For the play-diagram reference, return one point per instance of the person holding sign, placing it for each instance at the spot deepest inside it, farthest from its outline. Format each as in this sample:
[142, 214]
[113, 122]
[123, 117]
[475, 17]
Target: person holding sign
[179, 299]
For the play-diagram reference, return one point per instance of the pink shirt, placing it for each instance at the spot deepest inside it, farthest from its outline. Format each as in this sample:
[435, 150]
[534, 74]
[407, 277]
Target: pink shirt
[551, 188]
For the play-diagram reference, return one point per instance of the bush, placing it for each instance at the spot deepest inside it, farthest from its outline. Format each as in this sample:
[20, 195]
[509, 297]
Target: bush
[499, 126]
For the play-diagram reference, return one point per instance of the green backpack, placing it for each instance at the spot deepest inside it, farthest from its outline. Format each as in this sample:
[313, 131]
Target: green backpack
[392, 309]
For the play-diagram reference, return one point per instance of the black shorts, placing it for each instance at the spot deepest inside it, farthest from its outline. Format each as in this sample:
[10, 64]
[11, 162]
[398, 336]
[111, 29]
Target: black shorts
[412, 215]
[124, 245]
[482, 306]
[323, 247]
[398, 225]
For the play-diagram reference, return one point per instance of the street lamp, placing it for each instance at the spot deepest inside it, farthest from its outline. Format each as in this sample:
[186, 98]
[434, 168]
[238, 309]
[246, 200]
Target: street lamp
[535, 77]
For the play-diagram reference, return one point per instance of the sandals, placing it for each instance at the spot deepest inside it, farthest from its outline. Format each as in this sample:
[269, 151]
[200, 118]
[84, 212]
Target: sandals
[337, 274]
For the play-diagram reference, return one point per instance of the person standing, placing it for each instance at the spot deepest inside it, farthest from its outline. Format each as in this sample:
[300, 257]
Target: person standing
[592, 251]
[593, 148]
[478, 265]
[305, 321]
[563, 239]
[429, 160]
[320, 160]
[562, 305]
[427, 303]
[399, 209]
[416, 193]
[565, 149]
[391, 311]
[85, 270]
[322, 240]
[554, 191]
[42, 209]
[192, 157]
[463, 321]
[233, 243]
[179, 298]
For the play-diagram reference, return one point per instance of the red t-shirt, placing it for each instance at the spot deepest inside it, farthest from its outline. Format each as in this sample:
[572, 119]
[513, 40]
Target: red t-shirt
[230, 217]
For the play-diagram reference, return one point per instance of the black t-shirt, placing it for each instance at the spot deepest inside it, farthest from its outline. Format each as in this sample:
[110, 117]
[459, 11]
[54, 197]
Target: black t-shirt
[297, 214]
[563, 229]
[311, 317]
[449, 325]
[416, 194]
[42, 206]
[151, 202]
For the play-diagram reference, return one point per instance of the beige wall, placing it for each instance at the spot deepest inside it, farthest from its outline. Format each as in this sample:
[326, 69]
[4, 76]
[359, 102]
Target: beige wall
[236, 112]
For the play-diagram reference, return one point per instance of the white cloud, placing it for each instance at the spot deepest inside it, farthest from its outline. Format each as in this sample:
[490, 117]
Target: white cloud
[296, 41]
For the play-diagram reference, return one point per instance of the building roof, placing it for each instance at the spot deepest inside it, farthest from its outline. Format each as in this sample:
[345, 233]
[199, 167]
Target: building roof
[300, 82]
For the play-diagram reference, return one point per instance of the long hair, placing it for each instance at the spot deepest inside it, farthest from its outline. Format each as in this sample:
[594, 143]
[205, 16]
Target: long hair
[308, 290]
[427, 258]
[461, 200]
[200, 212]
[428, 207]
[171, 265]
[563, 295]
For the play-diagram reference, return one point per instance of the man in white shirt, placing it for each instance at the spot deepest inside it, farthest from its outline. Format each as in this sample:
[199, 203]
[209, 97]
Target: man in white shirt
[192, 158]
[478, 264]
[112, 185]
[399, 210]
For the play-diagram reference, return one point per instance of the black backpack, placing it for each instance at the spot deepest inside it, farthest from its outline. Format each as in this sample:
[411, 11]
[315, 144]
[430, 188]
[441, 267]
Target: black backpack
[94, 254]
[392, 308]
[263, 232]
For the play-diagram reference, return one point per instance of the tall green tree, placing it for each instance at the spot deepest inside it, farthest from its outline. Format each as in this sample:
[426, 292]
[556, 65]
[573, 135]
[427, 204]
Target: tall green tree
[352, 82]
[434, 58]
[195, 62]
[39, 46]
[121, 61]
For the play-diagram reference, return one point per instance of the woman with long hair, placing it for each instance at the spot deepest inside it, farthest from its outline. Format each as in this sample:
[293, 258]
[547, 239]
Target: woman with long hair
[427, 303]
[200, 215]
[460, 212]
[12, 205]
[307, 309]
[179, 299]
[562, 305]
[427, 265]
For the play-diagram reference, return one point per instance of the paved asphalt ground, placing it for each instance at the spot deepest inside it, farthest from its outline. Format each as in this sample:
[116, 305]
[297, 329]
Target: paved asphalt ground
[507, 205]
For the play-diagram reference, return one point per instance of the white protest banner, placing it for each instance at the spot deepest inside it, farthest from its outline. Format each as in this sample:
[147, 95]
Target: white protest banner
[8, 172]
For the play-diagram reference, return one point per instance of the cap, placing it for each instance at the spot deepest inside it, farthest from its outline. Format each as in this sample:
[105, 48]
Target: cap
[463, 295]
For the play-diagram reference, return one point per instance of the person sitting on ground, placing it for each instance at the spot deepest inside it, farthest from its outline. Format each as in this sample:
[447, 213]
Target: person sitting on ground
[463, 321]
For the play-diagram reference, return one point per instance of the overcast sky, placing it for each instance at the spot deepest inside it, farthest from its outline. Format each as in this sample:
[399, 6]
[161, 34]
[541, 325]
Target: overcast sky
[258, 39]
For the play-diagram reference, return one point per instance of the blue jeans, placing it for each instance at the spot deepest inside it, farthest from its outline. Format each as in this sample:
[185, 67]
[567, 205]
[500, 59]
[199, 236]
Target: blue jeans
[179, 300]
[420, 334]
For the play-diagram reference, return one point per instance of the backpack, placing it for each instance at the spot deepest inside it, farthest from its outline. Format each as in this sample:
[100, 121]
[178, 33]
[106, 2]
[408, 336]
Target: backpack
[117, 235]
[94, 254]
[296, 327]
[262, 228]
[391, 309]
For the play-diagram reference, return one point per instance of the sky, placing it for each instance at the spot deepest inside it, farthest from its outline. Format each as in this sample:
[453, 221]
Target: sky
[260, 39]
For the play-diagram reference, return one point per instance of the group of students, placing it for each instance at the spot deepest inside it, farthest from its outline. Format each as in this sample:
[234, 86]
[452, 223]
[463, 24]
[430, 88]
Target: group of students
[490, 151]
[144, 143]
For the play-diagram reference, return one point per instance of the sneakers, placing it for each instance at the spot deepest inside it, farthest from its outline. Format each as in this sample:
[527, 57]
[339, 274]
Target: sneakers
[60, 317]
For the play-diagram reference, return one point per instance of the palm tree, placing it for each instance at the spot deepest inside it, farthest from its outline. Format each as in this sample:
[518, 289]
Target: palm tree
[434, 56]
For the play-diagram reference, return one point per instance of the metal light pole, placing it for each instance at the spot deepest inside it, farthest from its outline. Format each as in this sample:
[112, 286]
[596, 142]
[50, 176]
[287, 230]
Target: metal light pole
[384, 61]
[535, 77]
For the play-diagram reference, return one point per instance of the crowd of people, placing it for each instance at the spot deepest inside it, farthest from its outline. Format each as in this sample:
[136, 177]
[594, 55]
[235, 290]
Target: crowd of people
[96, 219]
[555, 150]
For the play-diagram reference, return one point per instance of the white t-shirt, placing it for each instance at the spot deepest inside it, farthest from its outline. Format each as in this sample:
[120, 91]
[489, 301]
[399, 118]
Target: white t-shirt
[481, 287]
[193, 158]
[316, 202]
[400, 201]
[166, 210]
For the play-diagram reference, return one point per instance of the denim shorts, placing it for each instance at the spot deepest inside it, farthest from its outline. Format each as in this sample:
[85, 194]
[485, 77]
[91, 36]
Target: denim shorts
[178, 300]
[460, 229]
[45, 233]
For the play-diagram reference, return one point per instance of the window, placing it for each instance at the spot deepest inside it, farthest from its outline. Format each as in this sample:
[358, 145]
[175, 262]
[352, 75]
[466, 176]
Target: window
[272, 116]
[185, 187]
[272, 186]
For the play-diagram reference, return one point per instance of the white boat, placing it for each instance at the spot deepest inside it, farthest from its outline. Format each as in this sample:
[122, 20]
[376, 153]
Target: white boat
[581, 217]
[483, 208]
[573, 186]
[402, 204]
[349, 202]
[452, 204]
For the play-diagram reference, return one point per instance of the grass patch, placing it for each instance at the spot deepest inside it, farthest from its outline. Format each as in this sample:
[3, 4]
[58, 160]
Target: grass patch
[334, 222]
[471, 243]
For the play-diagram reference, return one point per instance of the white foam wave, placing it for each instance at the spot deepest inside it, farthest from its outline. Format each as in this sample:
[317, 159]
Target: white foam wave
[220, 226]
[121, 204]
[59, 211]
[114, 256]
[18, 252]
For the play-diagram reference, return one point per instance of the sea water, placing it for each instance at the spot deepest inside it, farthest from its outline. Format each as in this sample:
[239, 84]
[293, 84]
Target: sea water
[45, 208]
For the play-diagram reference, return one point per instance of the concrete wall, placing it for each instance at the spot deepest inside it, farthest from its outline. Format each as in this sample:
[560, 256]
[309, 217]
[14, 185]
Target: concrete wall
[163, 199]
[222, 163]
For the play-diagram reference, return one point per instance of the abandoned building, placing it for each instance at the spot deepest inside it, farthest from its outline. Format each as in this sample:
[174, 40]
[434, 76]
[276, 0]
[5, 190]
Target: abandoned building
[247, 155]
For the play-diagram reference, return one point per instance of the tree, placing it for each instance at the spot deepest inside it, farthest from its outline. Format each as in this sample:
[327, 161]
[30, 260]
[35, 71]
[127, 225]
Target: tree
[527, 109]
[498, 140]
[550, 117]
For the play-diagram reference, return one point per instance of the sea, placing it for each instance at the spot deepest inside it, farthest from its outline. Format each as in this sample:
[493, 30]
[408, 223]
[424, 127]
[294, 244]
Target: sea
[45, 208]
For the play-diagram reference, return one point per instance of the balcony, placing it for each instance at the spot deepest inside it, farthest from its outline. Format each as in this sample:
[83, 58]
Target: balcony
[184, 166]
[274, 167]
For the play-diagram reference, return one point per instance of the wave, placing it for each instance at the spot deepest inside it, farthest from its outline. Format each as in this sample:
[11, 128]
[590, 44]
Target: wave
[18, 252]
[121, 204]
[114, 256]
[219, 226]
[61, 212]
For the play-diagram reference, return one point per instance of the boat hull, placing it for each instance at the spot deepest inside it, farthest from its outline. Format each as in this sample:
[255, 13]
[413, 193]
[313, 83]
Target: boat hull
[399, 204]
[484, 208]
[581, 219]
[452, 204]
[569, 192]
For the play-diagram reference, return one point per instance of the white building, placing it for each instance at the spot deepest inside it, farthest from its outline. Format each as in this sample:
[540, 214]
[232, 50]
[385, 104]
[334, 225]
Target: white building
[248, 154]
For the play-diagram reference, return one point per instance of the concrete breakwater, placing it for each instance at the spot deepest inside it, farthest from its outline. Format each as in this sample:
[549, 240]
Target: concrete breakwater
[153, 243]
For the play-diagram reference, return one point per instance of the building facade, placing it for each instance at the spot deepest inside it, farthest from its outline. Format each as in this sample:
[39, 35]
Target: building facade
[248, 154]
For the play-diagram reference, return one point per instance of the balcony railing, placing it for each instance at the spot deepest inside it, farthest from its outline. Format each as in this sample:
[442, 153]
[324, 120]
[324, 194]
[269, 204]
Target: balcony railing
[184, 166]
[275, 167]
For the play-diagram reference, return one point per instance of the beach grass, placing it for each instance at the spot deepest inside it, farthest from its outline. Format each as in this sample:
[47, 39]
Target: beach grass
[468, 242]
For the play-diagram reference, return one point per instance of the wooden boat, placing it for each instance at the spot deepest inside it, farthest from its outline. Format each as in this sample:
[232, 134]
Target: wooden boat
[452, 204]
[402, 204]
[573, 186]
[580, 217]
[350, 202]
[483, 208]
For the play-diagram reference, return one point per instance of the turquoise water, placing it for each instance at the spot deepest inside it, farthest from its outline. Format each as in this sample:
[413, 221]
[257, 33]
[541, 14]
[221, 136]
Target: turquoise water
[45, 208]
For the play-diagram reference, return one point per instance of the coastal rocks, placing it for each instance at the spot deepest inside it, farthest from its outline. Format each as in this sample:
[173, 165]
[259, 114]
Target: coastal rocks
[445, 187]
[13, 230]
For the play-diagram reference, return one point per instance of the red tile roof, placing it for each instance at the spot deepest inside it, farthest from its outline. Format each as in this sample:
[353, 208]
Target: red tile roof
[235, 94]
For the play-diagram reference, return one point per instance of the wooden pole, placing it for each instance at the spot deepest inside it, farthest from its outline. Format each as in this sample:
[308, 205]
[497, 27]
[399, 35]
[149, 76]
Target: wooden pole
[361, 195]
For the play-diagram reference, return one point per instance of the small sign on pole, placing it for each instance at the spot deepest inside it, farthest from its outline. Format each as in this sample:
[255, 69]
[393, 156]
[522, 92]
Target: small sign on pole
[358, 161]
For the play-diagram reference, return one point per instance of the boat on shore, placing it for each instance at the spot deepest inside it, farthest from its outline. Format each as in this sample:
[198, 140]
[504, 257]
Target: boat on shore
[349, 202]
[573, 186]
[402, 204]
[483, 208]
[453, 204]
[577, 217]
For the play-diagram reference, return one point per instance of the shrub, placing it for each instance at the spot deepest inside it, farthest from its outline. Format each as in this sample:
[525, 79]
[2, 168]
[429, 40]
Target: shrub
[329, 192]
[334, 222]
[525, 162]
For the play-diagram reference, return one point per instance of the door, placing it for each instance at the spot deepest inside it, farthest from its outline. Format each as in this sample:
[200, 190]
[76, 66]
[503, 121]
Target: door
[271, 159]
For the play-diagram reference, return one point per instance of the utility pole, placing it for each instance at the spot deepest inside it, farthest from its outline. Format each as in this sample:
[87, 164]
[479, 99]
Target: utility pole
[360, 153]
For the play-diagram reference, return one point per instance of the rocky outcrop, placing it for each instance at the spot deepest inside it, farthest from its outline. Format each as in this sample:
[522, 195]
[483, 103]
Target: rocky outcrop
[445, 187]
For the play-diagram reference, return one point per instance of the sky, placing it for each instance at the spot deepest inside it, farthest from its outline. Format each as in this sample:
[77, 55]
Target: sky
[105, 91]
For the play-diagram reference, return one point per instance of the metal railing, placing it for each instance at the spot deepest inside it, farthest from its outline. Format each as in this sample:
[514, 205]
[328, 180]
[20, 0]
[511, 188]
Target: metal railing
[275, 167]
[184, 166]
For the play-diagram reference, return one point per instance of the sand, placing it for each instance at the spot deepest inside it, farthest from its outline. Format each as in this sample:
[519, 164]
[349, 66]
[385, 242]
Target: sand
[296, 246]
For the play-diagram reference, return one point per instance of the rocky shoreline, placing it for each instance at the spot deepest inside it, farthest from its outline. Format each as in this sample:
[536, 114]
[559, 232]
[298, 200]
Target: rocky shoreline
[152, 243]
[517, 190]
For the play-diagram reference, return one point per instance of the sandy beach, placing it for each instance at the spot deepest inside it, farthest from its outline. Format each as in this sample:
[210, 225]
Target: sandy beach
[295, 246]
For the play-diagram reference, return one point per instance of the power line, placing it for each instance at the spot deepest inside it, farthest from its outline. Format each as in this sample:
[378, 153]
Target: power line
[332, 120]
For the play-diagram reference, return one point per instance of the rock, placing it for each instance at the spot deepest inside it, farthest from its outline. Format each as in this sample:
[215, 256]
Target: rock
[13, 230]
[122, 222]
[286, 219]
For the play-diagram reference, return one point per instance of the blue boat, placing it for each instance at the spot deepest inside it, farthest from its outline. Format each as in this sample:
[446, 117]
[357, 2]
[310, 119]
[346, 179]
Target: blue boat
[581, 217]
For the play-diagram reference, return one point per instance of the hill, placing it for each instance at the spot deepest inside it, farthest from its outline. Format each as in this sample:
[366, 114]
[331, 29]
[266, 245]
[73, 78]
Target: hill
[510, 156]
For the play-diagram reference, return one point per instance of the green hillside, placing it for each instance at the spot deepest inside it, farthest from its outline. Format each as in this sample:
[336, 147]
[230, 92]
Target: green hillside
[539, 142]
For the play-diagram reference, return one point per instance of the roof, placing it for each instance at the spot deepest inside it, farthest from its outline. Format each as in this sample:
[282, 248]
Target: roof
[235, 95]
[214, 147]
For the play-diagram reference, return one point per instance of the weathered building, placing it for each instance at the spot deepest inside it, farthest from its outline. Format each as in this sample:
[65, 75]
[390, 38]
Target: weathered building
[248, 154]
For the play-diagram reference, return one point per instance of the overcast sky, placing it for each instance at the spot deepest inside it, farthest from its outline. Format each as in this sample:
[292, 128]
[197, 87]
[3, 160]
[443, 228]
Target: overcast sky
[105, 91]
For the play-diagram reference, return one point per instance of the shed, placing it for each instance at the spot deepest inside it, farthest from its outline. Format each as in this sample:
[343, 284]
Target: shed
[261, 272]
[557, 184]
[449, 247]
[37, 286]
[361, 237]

→ WHAT IS BEING ASKED
Each line from the one containing "the shed, placing" to the final line of the entries above must be returned exactly, and no other line may appear.

→ REPLY TO THE TASK
For the play-diagram reference, return one point per instance of the shed, placing it for each instance at the spot deepest inside it, farthest from its outline. Format each as in this sample:
[343, 284]
Target: shed
[261, 272]
[557, 184]
[449, 247]
[37, 286]
[361, 237]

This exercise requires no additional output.